Every line in the data below that has the word "wearing" should be returned.

━━━━━ Given entries ━━━━━

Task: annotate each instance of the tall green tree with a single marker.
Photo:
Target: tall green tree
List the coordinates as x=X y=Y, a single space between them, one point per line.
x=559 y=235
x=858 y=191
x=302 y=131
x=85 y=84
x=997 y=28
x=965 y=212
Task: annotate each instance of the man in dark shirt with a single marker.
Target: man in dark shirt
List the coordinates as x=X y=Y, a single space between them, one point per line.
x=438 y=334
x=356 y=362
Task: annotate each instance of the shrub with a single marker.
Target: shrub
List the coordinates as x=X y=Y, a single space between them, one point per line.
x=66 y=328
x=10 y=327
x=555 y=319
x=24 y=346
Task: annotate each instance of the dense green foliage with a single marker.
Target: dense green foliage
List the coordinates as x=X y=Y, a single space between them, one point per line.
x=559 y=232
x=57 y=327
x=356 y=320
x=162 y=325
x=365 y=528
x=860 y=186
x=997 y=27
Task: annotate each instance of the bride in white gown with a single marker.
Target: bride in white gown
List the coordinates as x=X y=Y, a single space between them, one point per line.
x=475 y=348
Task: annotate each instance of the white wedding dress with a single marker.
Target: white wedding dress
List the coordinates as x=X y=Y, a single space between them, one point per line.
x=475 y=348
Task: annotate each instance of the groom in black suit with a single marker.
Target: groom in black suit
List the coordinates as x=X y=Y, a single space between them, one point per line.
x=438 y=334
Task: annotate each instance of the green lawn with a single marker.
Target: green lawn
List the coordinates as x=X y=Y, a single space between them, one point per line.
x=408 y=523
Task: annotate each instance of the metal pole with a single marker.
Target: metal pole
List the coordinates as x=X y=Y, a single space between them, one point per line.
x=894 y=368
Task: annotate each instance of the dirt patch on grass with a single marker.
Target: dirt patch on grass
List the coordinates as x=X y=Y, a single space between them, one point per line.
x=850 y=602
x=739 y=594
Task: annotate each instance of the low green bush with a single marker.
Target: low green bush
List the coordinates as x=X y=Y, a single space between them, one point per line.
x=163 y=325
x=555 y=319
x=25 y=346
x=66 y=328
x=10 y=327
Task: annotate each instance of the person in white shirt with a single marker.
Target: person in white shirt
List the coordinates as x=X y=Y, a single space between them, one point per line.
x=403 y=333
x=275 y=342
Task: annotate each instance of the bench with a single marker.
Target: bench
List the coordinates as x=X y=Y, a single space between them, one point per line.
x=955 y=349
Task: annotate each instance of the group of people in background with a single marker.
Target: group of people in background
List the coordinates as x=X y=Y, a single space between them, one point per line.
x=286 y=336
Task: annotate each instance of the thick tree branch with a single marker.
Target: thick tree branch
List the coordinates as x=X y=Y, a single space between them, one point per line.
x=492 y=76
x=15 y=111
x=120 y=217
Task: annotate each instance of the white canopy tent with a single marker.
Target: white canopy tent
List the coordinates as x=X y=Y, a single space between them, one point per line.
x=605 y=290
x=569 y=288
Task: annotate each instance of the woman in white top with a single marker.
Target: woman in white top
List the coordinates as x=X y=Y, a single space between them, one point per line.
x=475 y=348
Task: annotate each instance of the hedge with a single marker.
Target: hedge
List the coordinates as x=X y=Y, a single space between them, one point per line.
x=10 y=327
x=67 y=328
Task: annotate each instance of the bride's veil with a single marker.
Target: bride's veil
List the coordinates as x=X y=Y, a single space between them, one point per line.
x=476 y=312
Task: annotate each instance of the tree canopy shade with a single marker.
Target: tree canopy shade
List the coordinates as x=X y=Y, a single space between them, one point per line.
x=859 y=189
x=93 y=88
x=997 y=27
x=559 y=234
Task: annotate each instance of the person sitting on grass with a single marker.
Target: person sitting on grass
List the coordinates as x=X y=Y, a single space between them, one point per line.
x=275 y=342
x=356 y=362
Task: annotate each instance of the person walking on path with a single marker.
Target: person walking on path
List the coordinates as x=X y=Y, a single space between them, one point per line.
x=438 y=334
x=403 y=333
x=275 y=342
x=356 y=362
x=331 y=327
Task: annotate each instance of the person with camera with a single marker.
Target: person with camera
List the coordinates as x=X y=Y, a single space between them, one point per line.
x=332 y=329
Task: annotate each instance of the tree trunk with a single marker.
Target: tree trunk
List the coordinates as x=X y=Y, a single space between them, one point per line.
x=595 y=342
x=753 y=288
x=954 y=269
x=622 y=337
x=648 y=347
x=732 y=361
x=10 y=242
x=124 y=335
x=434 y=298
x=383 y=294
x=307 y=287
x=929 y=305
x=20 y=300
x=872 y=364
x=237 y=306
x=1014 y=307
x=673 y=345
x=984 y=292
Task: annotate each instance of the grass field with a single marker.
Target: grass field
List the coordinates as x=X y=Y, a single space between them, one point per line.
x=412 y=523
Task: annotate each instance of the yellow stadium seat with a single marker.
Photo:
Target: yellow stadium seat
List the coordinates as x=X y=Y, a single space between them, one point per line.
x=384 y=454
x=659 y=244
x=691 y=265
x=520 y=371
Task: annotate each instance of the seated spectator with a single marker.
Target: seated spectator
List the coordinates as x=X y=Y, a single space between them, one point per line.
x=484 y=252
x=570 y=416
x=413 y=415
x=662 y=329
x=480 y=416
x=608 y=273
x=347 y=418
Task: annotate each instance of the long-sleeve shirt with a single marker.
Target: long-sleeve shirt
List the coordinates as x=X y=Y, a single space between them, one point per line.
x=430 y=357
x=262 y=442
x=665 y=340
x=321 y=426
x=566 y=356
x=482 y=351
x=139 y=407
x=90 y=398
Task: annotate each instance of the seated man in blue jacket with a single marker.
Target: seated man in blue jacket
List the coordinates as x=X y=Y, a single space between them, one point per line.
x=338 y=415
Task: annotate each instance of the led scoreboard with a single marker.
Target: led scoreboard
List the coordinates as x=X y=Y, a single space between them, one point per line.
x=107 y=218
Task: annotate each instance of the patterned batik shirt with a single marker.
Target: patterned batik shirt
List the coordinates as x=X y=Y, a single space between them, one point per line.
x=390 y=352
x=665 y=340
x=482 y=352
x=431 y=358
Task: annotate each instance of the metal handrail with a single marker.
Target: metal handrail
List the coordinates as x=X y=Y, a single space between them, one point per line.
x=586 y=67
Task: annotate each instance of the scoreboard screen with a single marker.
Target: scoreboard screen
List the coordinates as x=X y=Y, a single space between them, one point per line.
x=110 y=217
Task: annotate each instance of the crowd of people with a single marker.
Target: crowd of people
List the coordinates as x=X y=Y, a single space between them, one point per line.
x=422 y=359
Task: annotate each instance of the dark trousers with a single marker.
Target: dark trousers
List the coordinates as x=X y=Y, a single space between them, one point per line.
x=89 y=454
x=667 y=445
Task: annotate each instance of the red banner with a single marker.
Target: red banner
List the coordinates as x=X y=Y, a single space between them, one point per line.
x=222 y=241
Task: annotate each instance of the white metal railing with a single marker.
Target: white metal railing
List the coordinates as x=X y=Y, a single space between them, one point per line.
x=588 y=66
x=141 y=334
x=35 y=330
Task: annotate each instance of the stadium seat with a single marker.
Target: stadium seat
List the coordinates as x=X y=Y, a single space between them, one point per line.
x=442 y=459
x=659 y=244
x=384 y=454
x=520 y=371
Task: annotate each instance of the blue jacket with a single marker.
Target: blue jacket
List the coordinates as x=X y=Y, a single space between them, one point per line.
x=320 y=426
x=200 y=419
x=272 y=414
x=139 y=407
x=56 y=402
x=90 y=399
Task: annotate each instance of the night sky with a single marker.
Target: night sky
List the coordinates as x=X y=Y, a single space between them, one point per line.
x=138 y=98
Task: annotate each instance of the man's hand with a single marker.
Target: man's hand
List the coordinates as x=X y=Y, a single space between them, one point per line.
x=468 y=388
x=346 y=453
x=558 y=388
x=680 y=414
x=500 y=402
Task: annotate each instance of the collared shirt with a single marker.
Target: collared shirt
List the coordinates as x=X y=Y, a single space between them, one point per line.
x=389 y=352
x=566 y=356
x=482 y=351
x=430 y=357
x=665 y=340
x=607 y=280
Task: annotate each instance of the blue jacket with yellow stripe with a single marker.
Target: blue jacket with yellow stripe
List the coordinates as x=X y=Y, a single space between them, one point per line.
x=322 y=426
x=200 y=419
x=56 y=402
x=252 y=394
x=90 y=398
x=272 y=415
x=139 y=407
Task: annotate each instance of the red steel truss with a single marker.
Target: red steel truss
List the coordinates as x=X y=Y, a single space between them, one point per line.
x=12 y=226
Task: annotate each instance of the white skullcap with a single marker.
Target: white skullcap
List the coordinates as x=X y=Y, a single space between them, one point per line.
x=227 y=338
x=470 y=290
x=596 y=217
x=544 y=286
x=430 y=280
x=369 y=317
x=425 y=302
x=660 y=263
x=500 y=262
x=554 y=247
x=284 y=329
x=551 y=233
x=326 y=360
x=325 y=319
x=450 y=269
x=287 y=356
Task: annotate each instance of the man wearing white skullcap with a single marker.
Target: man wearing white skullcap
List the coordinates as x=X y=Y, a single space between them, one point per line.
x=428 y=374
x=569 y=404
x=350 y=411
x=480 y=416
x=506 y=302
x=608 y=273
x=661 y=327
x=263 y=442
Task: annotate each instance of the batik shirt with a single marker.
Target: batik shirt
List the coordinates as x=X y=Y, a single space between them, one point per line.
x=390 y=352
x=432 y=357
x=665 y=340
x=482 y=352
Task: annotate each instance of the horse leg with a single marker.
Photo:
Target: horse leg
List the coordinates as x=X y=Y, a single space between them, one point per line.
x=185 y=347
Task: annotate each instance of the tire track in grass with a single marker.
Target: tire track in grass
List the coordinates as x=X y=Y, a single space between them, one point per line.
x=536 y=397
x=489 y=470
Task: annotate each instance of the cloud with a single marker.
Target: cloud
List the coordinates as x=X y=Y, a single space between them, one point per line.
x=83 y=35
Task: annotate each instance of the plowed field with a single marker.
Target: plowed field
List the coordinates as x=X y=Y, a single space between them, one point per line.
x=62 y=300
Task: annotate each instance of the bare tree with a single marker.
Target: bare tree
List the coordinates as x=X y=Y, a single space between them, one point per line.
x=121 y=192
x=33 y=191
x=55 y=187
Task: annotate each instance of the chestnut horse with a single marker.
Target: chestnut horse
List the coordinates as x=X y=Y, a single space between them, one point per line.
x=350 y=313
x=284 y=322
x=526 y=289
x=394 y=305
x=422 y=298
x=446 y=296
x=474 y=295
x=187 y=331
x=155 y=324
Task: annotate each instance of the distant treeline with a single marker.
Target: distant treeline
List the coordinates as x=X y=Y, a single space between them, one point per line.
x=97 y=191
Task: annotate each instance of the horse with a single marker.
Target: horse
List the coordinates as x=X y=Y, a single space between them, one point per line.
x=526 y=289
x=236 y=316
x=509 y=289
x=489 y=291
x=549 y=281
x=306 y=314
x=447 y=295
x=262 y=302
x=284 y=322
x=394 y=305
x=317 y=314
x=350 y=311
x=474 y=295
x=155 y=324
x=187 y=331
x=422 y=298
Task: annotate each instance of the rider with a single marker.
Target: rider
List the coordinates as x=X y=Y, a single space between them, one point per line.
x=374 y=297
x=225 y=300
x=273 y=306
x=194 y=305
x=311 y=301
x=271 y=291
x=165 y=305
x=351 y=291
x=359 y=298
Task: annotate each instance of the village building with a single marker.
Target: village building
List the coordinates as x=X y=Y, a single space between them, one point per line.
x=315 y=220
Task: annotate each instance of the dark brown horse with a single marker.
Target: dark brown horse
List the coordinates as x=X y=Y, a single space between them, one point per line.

━━━━━

▸ **Response**:
Task: annotate each instance of the man wearing white skullcap with a single marker.
Target: man wearing white skullcap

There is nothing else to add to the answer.